Location identification items
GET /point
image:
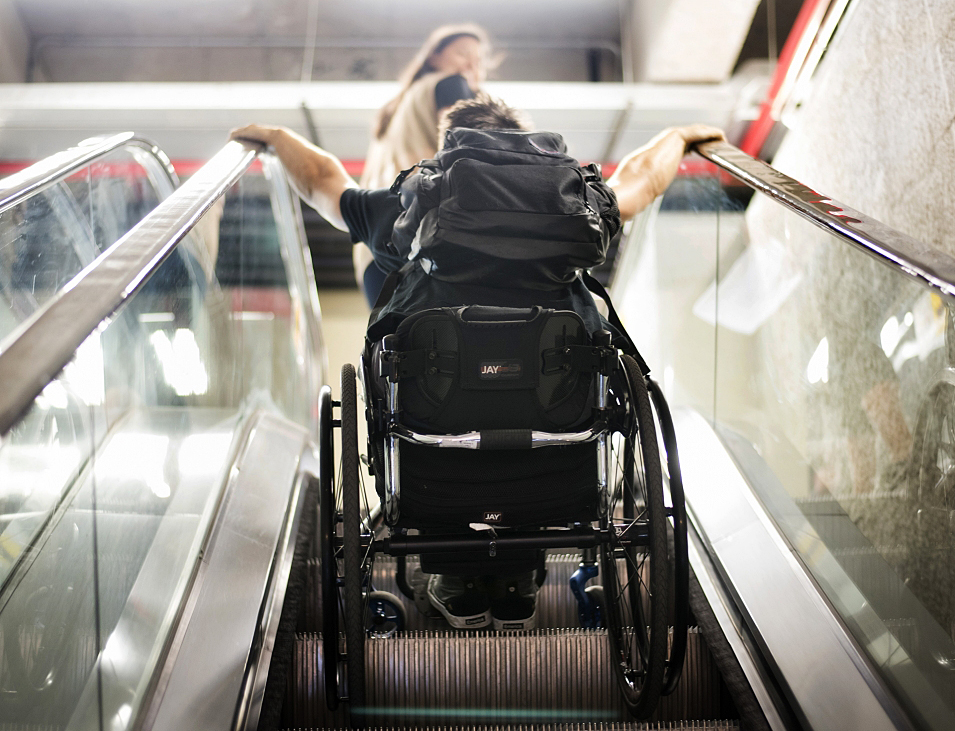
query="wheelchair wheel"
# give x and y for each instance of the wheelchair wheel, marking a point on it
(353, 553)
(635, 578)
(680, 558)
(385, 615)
--
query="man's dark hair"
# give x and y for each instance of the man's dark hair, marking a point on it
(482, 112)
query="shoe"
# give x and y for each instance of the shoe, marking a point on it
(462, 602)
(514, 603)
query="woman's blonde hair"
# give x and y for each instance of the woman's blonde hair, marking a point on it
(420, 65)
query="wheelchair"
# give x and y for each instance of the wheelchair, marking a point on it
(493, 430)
...
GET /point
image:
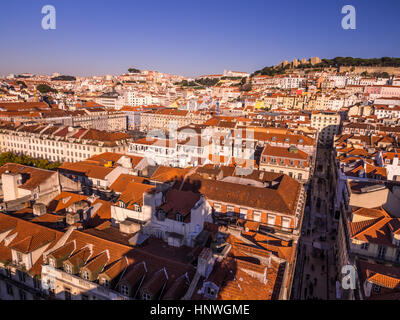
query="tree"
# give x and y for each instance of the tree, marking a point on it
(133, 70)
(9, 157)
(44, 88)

== Objective ==
Count the lines in the data above that contain the string "wheelchair", matching case exactly. Reply with the number only.

== Output below ==
4